Goal
Copy out the following lines word for word, omitting the pictures.

START Data provided

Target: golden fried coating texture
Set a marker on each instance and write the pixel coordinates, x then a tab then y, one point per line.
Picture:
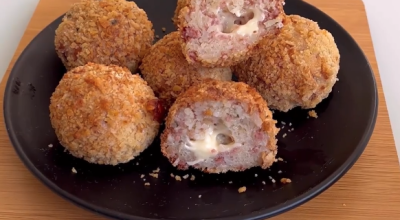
223	92
104	114
179	5
107	32
169	74
298	67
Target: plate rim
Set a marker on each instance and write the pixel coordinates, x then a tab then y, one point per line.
255	215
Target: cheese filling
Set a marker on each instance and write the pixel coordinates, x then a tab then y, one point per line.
217	139
241	23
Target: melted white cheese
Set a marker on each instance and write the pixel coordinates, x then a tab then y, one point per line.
252	25
209	146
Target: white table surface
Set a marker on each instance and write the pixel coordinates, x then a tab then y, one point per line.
382	18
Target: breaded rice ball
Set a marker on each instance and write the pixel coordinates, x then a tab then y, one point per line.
221	33
107	32
217	127
298	67
169	74
104	114
179	5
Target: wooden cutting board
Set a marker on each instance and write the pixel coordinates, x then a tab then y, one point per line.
370	190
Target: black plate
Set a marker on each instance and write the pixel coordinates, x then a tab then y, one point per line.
317	153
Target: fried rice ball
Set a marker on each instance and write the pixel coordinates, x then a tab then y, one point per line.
169	74
179	5
221	33
107	32
104	114
218	126
298	67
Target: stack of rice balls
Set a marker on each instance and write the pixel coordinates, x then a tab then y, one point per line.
104	112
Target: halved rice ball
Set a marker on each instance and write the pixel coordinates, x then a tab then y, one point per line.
218	126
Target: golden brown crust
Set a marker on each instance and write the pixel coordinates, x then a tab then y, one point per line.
104	114
169	74
214	90
297	67
179	5
107	32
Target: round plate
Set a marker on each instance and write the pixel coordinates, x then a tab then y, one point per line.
316	152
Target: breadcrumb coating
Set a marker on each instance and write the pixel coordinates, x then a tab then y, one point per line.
297	67
107	32
104	114
208	91
169	74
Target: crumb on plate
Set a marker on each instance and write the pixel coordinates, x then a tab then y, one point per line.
286	180
313	114
242	189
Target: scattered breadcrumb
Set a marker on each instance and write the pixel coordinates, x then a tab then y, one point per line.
313	114
285	180
155	175
242	189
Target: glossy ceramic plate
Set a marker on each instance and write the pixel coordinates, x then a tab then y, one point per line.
316	153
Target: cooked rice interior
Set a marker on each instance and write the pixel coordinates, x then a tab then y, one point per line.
217	134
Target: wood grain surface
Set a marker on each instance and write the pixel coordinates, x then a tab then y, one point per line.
370	190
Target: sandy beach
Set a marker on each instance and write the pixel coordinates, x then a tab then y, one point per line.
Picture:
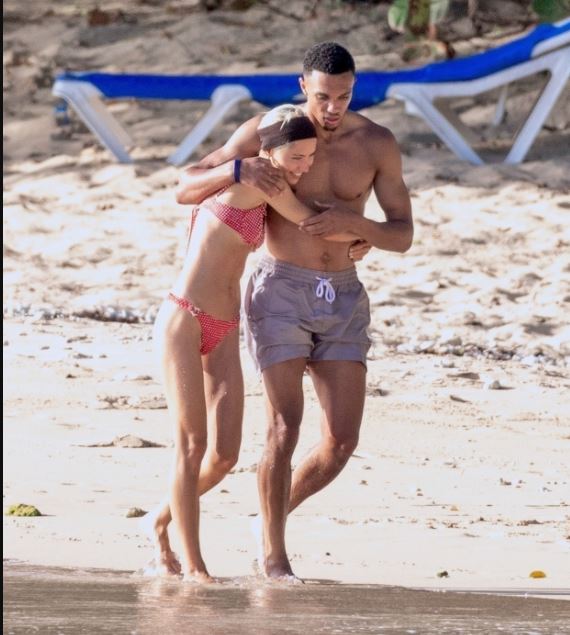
462	476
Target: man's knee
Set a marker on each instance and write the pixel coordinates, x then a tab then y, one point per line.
342	446
223	461
283	433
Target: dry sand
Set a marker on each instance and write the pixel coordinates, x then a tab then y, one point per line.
463	461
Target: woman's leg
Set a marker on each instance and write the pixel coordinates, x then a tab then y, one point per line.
223	387
177	334
224	391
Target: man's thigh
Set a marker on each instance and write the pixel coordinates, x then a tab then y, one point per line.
283	384
341	389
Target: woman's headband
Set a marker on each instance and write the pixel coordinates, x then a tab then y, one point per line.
280	133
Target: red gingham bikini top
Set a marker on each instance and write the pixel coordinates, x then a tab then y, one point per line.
248	223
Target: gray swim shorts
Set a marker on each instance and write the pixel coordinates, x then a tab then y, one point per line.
293	312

END Data provided

Task output
Target: golden fried coating texture
Set a marker on each instance and write the pixel coordinates, x then a tab then y, one point per line.
Picture:
223	92
104	114
179	5
107	32
169	74
298	67
Target: plate rim
Set a marker on each instance and write the pixel coordinates, x then a tab then y, one point per line.
255	215
Target: cheese filling
Set a marker on each instance and write the pixel coordinates, x then a tab then y, one point per line.
217	139
241	23
Target: melted white cheese
Set a marker on each instance and write the pixel coordinates, x then a tab then y, one point per line.
252	25
209	146
Target: white table surface
Set a marker on each instance and write the pixel coordinates, x then a tab then y, one point per line.
382	18
Target: breaded rice ball
Set a marker on each instance and write the pixel coordinates, x then a tab then y, one point per line.
221	33
107	32
217	127
298	67
169	74
104	114
179	5
Target: wooden cutting board
Set a marker on each instance and write the pixel coordinates, x then a tab then y, one point per line.
370	190
Target: black plate
Set a marker on each instance and write the pixel coordinates, x then a tab then y, one point per line.
317	153
Target: fried rice ball
Set a marker on each instance and write the pixel coordinates, x then a tab then y, one point per line.
169	74
179	5
221	33
107	32
104	114
218	126
298	67
Target: stack of rice balls
Set a marker on each instance and write the pixel coordinates, x then a tab then y, one point per line.
104	112
Target: halved rice ball
Set a marker on each instance and write the pixel coordinates, x then a tab then y, one point per line.
218	126
Target: golden brown crust
Set a marker on each instance and write the pixel coordinates, x then a tab then y, one point per line.
104	114
169	74
214	90
297	67
179	5
107	32
Target: round plate
Set a marker on each instance and write the pixel coordinates, x then a tab then y, one point per line.
316	152
Target: breadcrumb coating
Set a marker on each instance and write the pixel coordinates, x then a tab then y, one point per line.
297	67
107	32
104	114
208	91
169	74
Target: crumb on plate
Set a marker on each instance and write the pixel coordinates, x then a tab then y, one point per line.
286	180
313	114
242	189
Target: scattered breadcrumb
Set a marker on each instance and write the pixel coordinates, x then a tab then y, one point per line.
313	114
285	180
155	175
242	189
Target: glossy ceramic plate
Set a marker on each instance and write the pixel coordinates, x then a tab then y, one point per line.
316	153
Target: cooked rice interior
Set a marker on each instance and write the pixel coordinates, x then a tab then y, one point per line.
217	134
Target: wood grain surface
Set a marker on each instance and write the pixel coordinates, x then a tab then y, one point per line.
370	190
Target: sandy beach
Set a marker on each instance and write the pixel coordinates, x then a tab then y, one point per line.
Picture:
462	476
Target: man's knee
Set a marker on each instance and write the pixel coordinates, x then a tab then y, one point per line.
342	446
223	461
283	433
Target: dry sand
Set a marker on each instance and write the pixel coordinates, x then a tab then y, one point per line.
463	461
Target: woman's leg
Set a marker on each instance and write the pixel coordinates, x then a tab then y, one point per line.
223	387
177	334
224	391
Target: man's thigh
Set a marker on each instance and write the pixel coordinates, x then a tab then y, one point per line.
283	384
341	389
Target: woman's headband
Set a marker on each instance and write the pixel coordinates, x then a tab then y, one point per line.
280	133
Target: red gingham bikini top
Set a marker on each instance and write the pixel coordinates, x then a tab then y, one point per line.
248	223
Target: gray swim shorts
Set a marker on each instance and write the pixel coordinates, x then a tab then y, one point per line.
293	312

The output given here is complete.